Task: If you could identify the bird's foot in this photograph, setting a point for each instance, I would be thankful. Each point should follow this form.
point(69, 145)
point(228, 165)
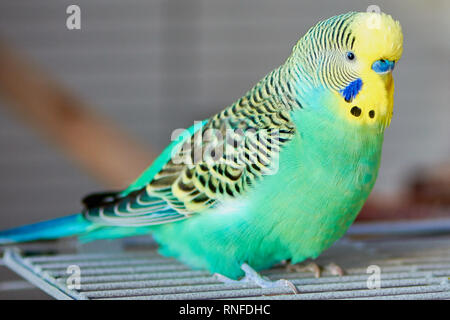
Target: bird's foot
point(251, 276)
point(313, 267)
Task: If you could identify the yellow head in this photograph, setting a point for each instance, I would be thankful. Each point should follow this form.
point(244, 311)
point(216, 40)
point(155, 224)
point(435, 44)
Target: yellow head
point(353, 55)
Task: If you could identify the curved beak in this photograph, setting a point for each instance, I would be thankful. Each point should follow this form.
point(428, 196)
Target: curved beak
point(383, 66)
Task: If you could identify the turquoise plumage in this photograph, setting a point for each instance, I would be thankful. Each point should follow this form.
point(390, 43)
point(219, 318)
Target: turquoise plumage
point(282, 173)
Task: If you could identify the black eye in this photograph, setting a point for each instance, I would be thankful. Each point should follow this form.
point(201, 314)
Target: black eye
point(350, 55)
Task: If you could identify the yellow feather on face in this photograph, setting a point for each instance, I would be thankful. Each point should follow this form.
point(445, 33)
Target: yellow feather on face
point(378, 36)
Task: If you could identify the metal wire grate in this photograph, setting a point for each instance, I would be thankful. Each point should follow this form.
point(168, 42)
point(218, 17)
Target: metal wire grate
point(413, 266)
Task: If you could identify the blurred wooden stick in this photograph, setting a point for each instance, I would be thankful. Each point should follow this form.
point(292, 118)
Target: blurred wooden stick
point(89, 138)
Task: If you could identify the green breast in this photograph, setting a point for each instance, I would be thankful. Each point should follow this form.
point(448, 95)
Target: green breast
point(324, 177)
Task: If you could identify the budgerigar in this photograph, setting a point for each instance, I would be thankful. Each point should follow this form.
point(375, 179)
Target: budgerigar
point(301, 154)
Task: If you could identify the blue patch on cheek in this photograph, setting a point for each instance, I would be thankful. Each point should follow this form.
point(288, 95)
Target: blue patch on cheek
point(352, 90)
point(383, 66)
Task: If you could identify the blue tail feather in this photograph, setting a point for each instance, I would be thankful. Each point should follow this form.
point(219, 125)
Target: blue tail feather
point(50, 229)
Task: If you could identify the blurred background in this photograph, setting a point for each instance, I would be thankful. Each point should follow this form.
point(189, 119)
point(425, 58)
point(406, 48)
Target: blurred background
point(84, 110)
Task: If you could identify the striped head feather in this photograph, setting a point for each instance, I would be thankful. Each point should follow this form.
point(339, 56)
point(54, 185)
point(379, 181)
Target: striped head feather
point(353, 56)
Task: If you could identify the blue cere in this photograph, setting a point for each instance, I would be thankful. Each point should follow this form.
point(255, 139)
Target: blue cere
point(383, 66)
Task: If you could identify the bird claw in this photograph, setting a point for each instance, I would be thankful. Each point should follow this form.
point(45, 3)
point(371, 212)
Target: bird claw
point(253, 277)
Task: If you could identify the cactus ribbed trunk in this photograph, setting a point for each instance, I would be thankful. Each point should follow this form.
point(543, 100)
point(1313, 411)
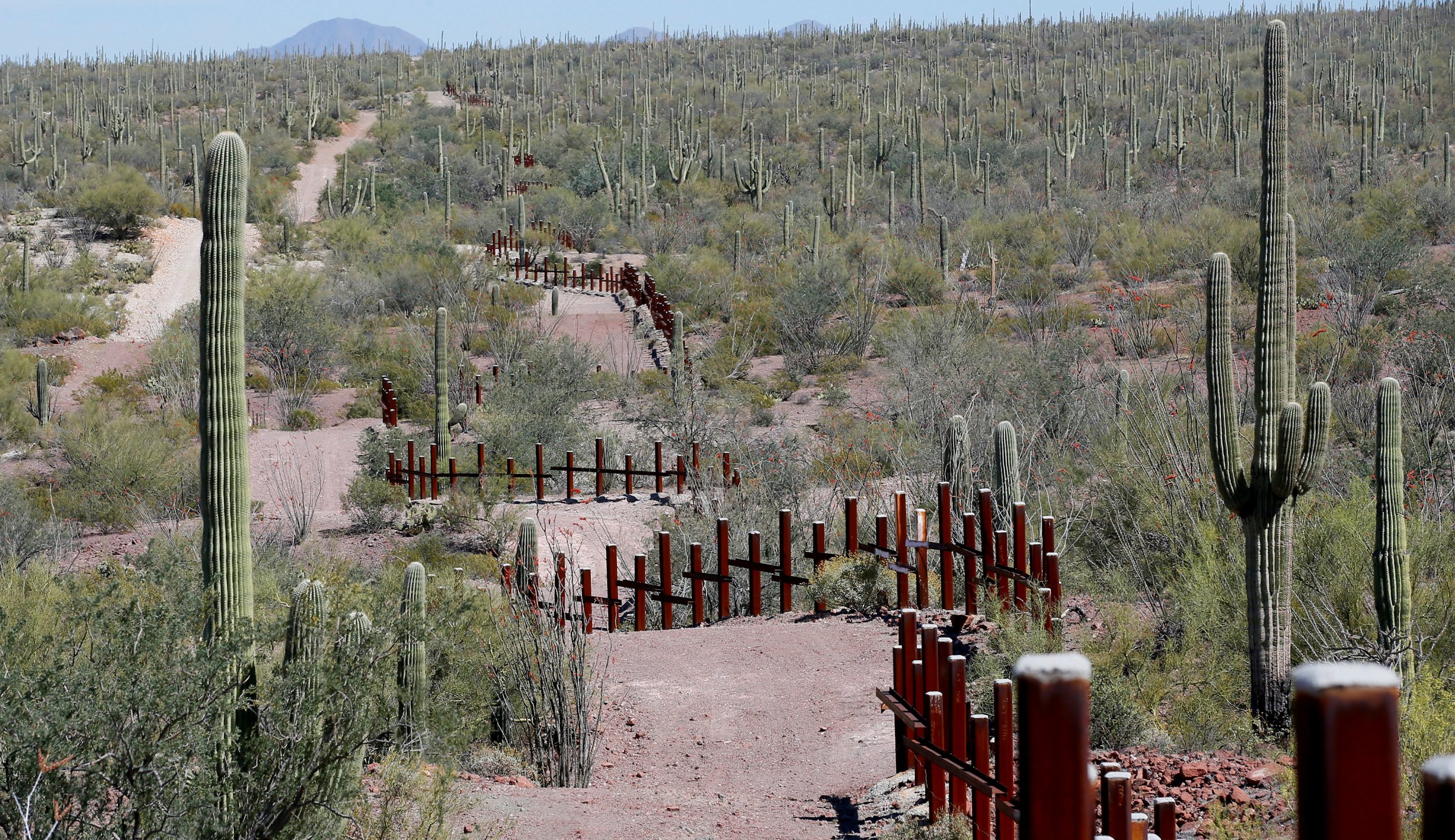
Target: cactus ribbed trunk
point(414, 678)
point(1006, 474)
point(228, 558)
point(1288, 447)
point(955, 467)
point(443, 384)
point(1392, 561)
------------
» Task item
Retype all of the listing word for word and skip the pictures.

» Written reply
Task: If you could identify the bird's foot in this photograph, setting a point for each instance, I would be thankful. Each point should follow this form.
point(69, 145)
point(228, 165)
Target: bird's foot
point(251, 276)
point(313, 267)
Task: If you could identify the yellow head in this photograph, setting a point for each instance, I would be thankful. Each point should follow this form.
point(244, 311)
point(216, 40)
point(155, 224)
point(435, 44)
Target: yellow head
point(353, 55)
Task: If you could identify the curved beak in this photograph, setting a point for each instance, I would be thankful. Each point should follow this form.
point(428, 196)
Target: curved beak
point(383, 66)
Task: If you could identify the turquoise plumage in this photograph, setting a point for each instance, I would be thankful. Each point should follow this form.
point(390, 43)
point(219, 318)
Target: turquoise plumage
point(282, 173)
Task: If you could identify the black eye in this photograph, setting a point for each instance, I would be thankful. Each point should follow this form.
point(201, 314)
Target: black eye
point(350, 55)
Task: If you could identify the yellow feather on face in this photograph, setting a point for each instance, I would be thankful. Each point should follow this form.
point(445, 33)
Target: yellow feather on face
point(378, 36)
Task: If you could identify the metal wire grate in this photograph, setting a point for each instance, I would be thankful. Each point should follow this form.
point(168, 42)
point(218, 17)
Target: metal wire grate
point(413, 266)
Task: If you could identify the blurred wooden stick in this photograph, setting a point for each instance, I would be thankful. Each point should follow this form.
point(292, 118)
Target: blurred wooden stick
point(89, 138)
Task: If you could identify the green breast in this photograph, setting a point for each instance, I would be thankful. Each point should follow this form.
point(448, 95)
Target: green breast
point(324, 177)
Task: If you could identify the budgerigar in this photograph, setting a point for each instance, I would be thankful. Each point should follow this form.
point(375, 179)
Target: budgerigar
point(301, 154)
Task: If you could identify the blue patch on cheek in this photograph, setting a point for each instance, I would be thankful. Each point should follow this form.
point(288, 95)
Target: blue patch on cheek
point(352, 90)
point(383, 66)
Task: If you could identify the blue tail feather in this photograph, setting a point for each instance, I would be thankful. Each point should follow this form.
point(219, 125)
Target: blue tail feather
point(50, 229)
Task: If you could identify the blurred background in this photograph, setting a point for each instance, I would be thankful. Each point should follow this form.
point(189, 119)
point(425, 58)
point(406, 48)
Target: blurred background
point(84, 110)
Task: If you could identify the striped head feather in this photograph, setting a point for each instance, I would be thankful. Each point should follow this form.
point(339, 56)
point(54, 185)
point(379, 181)
Target: striped head feather
point(353, 56)
Task: If you could identify the blue cere in this photograph, setting a point for each instance, I would be thankful. Each point should follow this form.
point(255, 139)
Target: blue cere
point(383, 66)
Task: If you could identify the bird claw in this photograph, setting a point for each instance, I would be thankful. Each point should follow this form.
point(45, 3)
point(371, 212)
Target: bird claw
point(253, 277)
Task: If you could identify the cactus ribbed trunk in this photograph, setting a point for each instance, I would be thankful. Each point should follow this form.
point(543, 100)
point(1313, 411)
Target: cactus ribbed trunk
point(414, 678)
point(1006, 474)
point(228, 558)
point(1288, 447)
point(955, 467)
point(443, 384)
point(1392, 561)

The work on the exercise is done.